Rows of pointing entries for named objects
######

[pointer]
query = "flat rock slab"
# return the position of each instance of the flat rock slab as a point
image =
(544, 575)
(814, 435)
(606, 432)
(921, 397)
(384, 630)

######

_Short exercise:_
Write out each of the rows above without changing anything.

_Response to the exercise:_
[pointer]
query = "flat rock slab"
# return the position of each instance of the flat rock slab as a point
image =
(544, 575)
(814, 435)
(606, 432)
(921, 397)
(384, 630)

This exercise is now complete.